(Records for the exercise begins)

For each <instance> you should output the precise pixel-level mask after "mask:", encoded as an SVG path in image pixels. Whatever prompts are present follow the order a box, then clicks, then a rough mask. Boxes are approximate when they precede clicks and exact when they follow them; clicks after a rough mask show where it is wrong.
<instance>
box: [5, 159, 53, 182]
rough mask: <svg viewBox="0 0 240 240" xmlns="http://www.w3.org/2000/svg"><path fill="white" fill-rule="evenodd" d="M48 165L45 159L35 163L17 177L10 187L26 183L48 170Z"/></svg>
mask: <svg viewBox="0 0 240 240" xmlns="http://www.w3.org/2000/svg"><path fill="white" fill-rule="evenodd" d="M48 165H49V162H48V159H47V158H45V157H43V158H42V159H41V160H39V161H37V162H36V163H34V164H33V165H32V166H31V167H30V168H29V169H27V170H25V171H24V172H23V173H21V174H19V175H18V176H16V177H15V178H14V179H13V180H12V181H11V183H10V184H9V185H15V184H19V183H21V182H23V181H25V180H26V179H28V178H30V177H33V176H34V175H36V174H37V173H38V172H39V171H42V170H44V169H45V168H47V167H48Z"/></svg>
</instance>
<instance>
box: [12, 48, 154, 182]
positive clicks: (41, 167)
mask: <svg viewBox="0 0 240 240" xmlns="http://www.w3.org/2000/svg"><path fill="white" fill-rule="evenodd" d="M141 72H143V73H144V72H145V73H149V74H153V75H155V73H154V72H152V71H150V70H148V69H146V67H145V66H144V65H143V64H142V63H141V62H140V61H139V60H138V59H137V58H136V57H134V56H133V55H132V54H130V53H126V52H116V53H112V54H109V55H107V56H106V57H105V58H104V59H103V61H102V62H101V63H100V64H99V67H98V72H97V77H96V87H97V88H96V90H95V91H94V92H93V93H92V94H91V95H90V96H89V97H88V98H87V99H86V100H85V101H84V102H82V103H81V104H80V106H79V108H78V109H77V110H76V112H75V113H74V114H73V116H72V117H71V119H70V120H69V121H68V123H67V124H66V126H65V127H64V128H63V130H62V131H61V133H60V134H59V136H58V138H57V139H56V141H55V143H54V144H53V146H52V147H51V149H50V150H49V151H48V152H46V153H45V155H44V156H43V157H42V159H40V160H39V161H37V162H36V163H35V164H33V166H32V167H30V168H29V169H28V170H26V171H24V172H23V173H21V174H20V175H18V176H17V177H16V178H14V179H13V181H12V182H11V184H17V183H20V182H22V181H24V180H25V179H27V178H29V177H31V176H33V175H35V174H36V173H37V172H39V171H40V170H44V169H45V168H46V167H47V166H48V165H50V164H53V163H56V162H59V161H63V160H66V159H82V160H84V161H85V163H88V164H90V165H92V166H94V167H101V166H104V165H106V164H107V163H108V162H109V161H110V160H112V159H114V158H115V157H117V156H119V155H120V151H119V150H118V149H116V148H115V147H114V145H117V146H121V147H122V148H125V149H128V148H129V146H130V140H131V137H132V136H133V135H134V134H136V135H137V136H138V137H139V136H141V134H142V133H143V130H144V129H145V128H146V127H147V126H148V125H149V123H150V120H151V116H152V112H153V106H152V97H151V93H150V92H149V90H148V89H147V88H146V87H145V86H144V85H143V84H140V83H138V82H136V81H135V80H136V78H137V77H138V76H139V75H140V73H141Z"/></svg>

(Records for the exercise ends)

• _Work required_:
Quote all of the data above word for word, from its first line to its last.

• _Finished exercise_:
For each <instance> you should output the precise pixel-level mask after "mask:", encoded as an SVG path in image pixels. Whatever prompts are present follow the order a box, then clicks, then a rough mask. Boxes are approximate when they precede clicks and exact when they follow them; clicks after a rough mask show where it is wrong.
<instance>
box: [5, 159, 53, 182]
rough mask: <svg viewBox="0 0 240 240" xmlns="http://www.w3.org/2000/svg"><path fill="white" fill-rule="evenodd" d="M48 165L45 159L35 163L17 177L10 187L26 183L48 170Z"/></svg>
mask: <svg viewBox="0 0 240 240" xmlns="http://www.w3.org/2000/svg"><path fill="white" fill-rule="evenodd" d="M48 165H49V162H48V159H47V158H45V157H43V158H42V159H41V160H39V161H37V162H36V163H34V164H33V165H32V166H31V167H30V168H29V169H27V170H25V171H24V172H23V173H21V174H19V175H18V176H16V177H15V178H14V179H13V180H12V181H11V183H10V184H9V185H15V184H19V183H21V182H23V181H25V180H26V179H28V178H30V177H33V176H34V175H36V174H37V173H38V172H39V171H42V170H44V169H45V168H47V167H48Z"/></svg>
</instance>
<instance>
box: [12, 48, 154, 182]
positive clicks: (41, 167)
mask: <svg viewBox="0 0 240 240" xmlns="http://www.w3.org/2000/svg"><path fill="white" fill-rule="evenodd" d="M141 72H143V73H144V72H145V73H149V74H153V75H155V73H154V72H152V71H150V70H148V69H146V67H145V66H144V65H143V64H142V63H141V62H140V61H139V60H138V59H137V58H136V57H134V56H133V55H132V54H130V53H126V52H116V53H112V54H109V55H107V56H106V57H105V58H104V59H103V61H102V62H101V63H100V64H99V67H98V72H97V77H96V87H97V88H96V90H95V91H94V92H93V93H92V94H91V95H90V96H89V97H88V98H87V99H86V100H85V101H84V102H82V103H81V104H80V106H79V108H78V109H77V110H76V112H75V113H74V114H73V116H72V117H71V119H70V120H69V121H68V123H67V124H66V126H65V127H64V128H63V130H62V131H61V133H60V134H59V136H58V138H57V139H56V141H55V143H54V144H53V146H52V147H51V149H50V150H49V151H48V152H46V153H45V155H44V156H43V157H42V159H40V160H39V161H37V162H36V163H35V164H33V166H32V167H30V168H29V169H28V170H26V171H24V172H23V173H21V174H20V175H18V176H17V177H16V178H14V179H13V181H12V182H11V184H17V183H20V182H22V181H24V180H25V179H27V178H29V177H31V176H33V175H35V174H36V173H37V172H39V171H40V170H44V169H45V168H46V167H47V166H48V165H50V164H53V163H56V162H59V161H63V160H66V159H82V160H84V161H85V163H88V164H90V165H92V166H94V167H101V166H104V165H106V164H107V163H108V162H109V161H110V160H112V159H114V158H115V157H117V156H119V155H120V151H119V150H118V149H116V148H115V147H114V145H117V146H121V147H122V148H125V149H128V148H129V146H130V140H131V137H132V136H133V135H134V134H136V135H137V136H138V137H139V136H141V134H142V133H143V130H144V129H145V128H146V127H147V126H148V125H149V123H150V120H151V116H152V112H153V106H152V97H151V93H150V92H149V90H148V89H147V88H146V87H145V86H144V85H143V84H140V83H138V82H136V81H135V80H136V78H137V77H138V76H139V75H140V73H141Z"/></svg>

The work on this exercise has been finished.